Internal airfares reflect the popularity of the route: the more popular the trip, the lower the price. Thus the flight from Tijuana to Mexico City costs much the same as the much shorter, but less popular flight from Tijuana to Chihuahua, but even the more expensive routes can be worthwhile for the time they save. While the smaller airlines might be cheaper, there are few discounts and the price of a ticket on a particular flight doesn’t normally vary from agent to agent.
Since Mexico’s railways were privatized in 1995, all passenger services have been withdrawn bar one suburban service out of Mexico City and a couple of tourist lines: the Copper Canyon railway in Chihuahua, an amazing scenic journey and one of the country’s top tourist attractions, and the Tequila Express from Guadalajara.
Ferries connect Baja California with a trio of ports on the Pacific mainland: Santa Rosalía to Guaymas, and La Paz to Mazatlán and Topolobampo (for Los Mochis). For information on schedules and fares see . There are also smaller boats to islands off the Caribbean and Gulf coasts: from Chiquilá to Holbox, from Cancún to Isla Mujeres and from Playa del Carmen to Cozumel. Though more expensive than they once were, all these services are still pretty reasonable.
Driving in Mexico requires care and concentration, and almost inevitably involves at least one brush with bureaucracy or the law (for details on licences and insurance, see the section on driving). Hitchhiking is possible, but due to safety concerns, the scarcity of lifts and the vast distances involved, it’s not recommended.
Renting a car in Mexico is often an extremely good way of quickly seeing a small area that would take days to explore using public transport. Always check rates carefully to make sure they include insurance, tax and the mileage you need. Daily rates with unlimited mileage start at around US$50/£32; weekly rates usually cost around the same as six days. In some resorts mopeds, motorbikes and even golf carts are also available for short distances, but most of the large, international companies don’t deal with them because of the high frequency of accidents.

========

What boat routes does the text above on getting around Mexico name? List each one from departure point to destination.

========

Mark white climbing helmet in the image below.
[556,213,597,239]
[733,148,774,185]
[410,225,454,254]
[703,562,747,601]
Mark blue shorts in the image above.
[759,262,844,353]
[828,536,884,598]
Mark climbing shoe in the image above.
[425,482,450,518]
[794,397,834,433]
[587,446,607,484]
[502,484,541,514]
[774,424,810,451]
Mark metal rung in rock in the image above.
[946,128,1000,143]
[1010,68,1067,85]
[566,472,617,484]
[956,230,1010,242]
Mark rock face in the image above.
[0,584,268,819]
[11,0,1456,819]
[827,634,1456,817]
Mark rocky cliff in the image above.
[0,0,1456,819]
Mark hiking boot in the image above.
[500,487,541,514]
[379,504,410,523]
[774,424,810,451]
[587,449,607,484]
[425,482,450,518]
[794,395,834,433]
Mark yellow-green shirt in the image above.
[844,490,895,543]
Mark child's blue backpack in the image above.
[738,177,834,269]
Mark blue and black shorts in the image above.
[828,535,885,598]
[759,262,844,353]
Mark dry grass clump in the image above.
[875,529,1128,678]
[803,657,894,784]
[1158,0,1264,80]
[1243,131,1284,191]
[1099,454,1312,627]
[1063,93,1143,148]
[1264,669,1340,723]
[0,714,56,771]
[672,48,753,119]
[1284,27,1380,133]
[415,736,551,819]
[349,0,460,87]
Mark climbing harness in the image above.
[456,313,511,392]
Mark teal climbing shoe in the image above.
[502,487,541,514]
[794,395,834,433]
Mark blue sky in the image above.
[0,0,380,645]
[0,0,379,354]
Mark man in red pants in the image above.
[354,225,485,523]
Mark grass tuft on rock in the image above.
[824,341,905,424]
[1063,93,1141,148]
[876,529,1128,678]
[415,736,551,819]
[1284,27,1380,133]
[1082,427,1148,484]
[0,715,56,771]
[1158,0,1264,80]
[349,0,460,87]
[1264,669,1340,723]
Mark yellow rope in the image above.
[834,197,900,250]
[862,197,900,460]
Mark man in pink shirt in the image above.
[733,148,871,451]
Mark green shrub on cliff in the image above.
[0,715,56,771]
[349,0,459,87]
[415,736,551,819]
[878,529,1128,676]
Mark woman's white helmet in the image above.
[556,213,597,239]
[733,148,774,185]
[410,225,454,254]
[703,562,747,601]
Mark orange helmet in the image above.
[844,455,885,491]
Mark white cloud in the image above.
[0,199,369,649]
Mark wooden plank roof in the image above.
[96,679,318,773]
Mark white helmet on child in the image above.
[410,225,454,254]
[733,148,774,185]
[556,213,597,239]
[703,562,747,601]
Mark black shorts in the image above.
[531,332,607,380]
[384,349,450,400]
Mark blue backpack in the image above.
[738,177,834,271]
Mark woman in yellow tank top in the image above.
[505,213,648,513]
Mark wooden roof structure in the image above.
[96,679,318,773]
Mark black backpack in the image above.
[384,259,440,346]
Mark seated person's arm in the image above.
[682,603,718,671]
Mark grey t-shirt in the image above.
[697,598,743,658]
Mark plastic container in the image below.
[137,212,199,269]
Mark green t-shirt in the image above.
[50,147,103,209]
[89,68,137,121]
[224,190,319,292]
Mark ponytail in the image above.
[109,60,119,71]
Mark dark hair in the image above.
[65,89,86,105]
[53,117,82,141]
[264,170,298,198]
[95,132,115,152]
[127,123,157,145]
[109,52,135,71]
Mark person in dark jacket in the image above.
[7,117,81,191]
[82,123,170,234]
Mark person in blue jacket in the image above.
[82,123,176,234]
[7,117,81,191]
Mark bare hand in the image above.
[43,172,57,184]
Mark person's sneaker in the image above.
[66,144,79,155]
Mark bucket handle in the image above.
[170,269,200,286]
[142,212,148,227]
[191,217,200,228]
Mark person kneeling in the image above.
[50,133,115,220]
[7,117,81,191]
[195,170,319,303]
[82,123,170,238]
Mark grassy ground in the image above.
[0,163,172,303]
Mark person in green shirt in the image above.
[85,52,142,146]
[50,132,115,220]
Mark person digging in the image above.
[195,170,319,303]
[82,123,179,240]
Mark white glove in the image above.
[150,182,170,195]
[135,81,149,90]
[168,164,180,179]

========

• [Answer for this exercise]:
- Santa Rosalía to Guaymas
- La Paz to Mazatlán
- La Paz to Topolobampo (for Los Mochis)
- Chiquilá to Holbox
- Cancún to Isla Mujeres
- Playa del Carmen to Cozumel